- **JOB**: Return each line of the records below that contains the word "crowd".

- **DATA**:
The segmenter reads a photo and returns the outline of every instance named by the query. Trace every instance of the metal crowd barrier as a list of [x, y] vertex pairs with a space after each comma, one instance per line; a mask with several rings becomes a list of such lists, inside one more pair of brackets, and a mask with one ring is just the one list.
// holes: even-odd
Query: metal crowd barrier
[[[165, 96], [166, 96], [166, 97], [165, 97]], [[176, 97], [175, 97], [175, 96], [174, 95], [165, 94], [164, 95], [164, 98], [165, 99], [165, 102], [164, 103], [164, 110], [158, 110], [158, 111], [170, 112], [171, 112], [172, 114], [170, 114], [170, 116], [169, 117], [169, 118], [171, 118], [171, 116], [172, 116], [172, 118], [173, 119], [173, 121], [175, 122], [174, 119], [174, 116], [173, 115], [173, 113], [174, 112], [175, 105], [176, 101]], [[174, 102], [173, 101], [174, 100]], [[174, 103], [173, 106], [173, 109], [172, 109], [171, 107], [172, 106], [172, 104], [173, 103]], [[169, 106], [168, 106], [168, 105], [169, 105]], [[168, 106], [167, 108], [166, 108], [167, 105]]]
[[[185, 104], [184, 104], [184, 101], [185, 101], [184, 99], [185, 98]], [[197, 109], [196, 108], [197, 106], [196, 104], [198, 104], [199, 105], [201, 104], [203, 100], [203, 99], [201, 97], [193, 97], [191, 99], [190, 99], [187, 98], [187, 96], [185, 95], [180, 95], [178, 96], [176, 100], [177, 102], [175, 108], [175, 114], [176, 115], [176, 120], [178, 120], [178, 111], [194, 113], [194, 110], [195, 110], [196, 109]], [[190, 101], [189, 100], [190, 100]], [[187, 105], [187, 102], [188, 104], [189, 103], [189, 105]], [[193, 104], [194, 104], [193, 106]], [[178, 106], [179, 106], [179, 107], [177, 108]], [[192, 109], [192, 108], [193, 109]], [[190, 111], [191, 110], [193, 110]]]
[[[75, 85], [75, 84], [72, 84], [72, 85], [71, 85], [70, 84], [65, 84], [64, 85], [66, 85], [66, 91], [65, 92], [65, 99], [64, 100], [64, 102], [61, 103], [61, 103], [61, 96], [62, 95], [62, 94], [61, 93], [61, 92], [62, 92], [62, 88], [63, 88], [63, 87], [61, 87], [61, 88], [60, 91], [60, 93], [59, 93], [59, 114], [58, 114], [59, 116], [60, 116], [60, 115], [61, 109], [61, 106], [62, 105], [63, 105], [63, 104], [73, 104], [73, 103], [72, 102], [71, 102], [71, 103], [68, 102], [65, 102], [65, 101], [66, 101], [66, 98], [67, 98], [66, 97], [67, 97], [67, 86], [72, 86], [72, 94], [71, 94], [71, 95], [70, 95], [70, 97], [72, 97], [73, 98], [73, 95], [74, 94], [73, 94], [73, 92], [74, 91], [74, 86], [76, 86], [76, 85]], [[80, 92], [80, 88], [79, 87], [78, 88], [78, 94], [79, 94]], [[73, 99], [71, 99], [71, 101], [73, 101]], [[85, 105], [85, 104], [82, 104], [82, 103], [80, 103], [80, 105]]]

- **RESPONSE BELOW**:
The segmenter reads a photo and returns the outline of every instance named by the query. Trace every instance of the metal crowd barrier as a list of [x, y] vertex pairs with a space after each comma, one instance per line; a mask with several rings becomes a list of such lists, inside one more pair of brackets, and a mask with one ring is just the one list.
Query: metal crowd barrier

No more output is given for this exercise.